Document excerpt Start Marker
This is not going to surprise a single person out there who's part of the fandom because I've been going on and on and on about McHart and Costa Rica for years now, and I won't let anyone hear the end of it. Never. Never ever. You're welcome, world.
Anyway, iconic scene. Deserved a spot.
18. The Wheels Of Justice (4x19 TGW)
Tumblr media
The one where Diane short-circuits Kurt's brain by merely walking into the same room he's in.
Also the one where Kurt bursts out laughing at the idea of working on the Colin Sweeney case because it's just so ridiculous: him, the "I don't take on guilty peoples' cases because I have moral standards" guy working on a Colin Sweeney case, a man who's killed approximately 78352 of his wives. Ridiculous... Laughable... Exactly up until Diane bats her eyelashes at him and smiles very sweetly and asks him, "Just do it for me?" while tilting her head aside and yeah, the next scene he's in he's working on the case.
Document excerpt End Marker
Work request A:
In the excerpt about Diane and Kurt, which case does Kurt laugh at the idea of working on?
Work request B:
From the excerpt about Diane and Kurt, extract the text between "18. The Wheels" and "on the case.", inclusive.
Data under study Start Marker
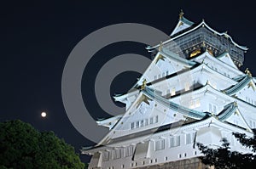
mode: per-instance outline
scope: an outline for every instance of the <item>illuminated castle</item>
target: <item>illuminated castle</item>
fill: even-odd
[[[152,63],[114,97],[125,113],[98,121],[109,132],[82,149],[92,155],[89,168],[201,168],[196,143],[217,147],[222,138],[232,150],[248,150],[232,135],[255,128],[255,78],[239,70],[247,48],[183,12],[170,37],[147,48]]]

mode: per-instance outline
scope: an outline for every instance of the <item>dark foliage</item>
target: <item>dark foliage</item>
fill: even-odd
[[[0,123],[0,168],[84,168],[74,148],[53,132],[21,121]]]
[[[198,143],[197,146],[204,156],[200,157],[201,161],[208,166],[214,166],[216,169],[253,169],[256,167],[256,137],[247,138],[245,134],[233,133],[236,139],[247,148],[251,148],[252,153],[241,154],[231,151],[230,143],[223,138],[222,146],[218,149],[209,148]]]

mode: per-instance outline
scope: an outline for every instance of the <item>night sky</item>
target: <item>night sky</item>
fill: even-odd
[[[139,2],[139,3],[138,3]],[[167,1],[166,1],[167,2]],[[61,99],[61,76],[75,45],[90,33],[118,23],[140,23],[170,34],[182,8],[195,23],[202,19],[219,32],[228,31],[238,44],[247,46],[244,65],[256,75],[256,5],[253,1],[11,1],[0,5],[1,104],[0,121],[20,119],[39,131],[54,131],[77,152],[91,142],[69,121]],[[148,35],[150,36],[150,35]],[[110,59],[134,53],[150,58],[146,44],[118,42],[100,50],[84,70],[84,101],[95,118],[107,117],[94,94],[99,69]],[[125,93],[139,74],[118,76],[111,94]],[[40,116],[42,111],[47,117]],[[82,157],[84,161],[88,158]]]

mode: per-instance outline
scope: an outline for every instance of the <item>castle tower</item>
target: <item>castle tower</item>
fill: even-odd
Data under study End Marker
Written response A:
The Colin Sweeney case.

Written response B:
18. The Wheels Of Justice (4x19 TGW)
Tumblr media
The one where Diane short-circuits Kurt's brain by merely walking into the same room he's in.
Also the one where Kurt bursts out laughing at the idea of working on the Colin Sweeney case because it's just so ridiculous: him, the "I don't take on guilty peoples' cases because I have moral standards" guy working on a Colin Sweeney case, a man who's killed approximately 78352 of his wives. Ridiculous... Laughable... Exactly up until Diane bats her eyelashes at him and smiles very sweetly and asks him, "Just do it for me?" while tilting her head aside and yeah, the next scene he's in he's working on the case.